#### Exercise instructions:
1. List each distinct word or phrase that the post on speaker wire puts inside quotation marks.
2. Return the part of the post on speaker wire from "In quite blunt" to "on the internet.", copied word for word.

#### Passage given:
⁂

April 8


Over the years, there has been a lot of "snake oil" speaker wire sold to the idle, rich, millionaire "audiophiles" of the world. These people were duped into spending thousands of dollars for a piece of wire, promising to add "enhanced spacial imaging", or "more tightly defined highs" and other creative hyperboles used in the audiophile language.

In quite blunt terms, I'd have to say that P.T. Barnum was sentient, when it comes to a lot of these so-called "audiophiles".

I've researched the matter quite extensively over the past 30 years, and have come to the conclusion that the ideal speaker cable is the one that carries a lot of current. It is current which drives voice coils. Not  a lot of fancy-dancy bi-filar woven jacketed smazzy razzamatazz. Simple, good, old-fashioned current. The ideal speaker cable shortens the electrical distance from amplifier to speaker to nearly zero.

That's where this stuff comes in. And here is a roll of 160' of it that I bought to replace my #12AWG zip cord feeding the Bassmaxx drivers and the EVX180Bs:

This is beautiful stuff. PVC jacket, clearly color-coded, 65 strands of #26 copper, and very flexible and easy to work with. And it's the best deal on the internet.

I bought mine here:


Joel Knoblock W3RFC
The R.F. Connection
213 N. Frederick Ave. #11WWW
Gaithersburg, MD. 20877 USA
Order Line 800.783.2666 All major credit cards taken
Fax Line 301.869.3680

$18.00/25' stranded #8 AWG (65/26 bare copper) red/black zip cord with a tough PVC jacket; great for mobile installations and bench hook-ups. Rated at 40 amps.

⁂

#### Supplied data:
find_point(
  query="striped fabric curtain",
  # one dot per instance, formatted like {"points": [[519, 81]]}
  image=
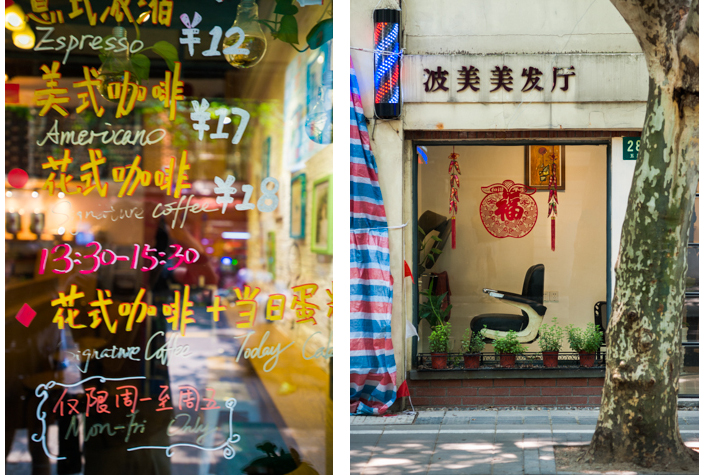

⁂

#### Set of answers:
1.
"snake oil"
"audiophiles"
"enhanced spacial imaging"
"more tightly defined highs"

2.
In quite blunt terms, I'd have to say that P.T. Barnum was sentient, when it comes to a lot of these so-called "audiophiles".

I've researched the matter quite extensively over the past 30 years, and have come to the conclusion that the ideal speaker cable is the one that carries a lot of current. It is current which drives voice coils. Not  a lot of fancy-dancy bi-filar woven jacketed smazzy razzamatazz. Simple, good, old-fashioned current. The ideal speaker cable shortens the electrical distance from amplifier to speaker to nearly zero.

That's where this stuff comes in. And here is a roll of 160' of it that I bought to replace my #12AWG zip cord feeding the Bassmaxx drivers and the EVX180Bs:

This is beautiful stuff. PVC jacket, clearly color-coded, 65 strands of #26 copper, and very flexible and easy to work with. And it's the best deal on the internet.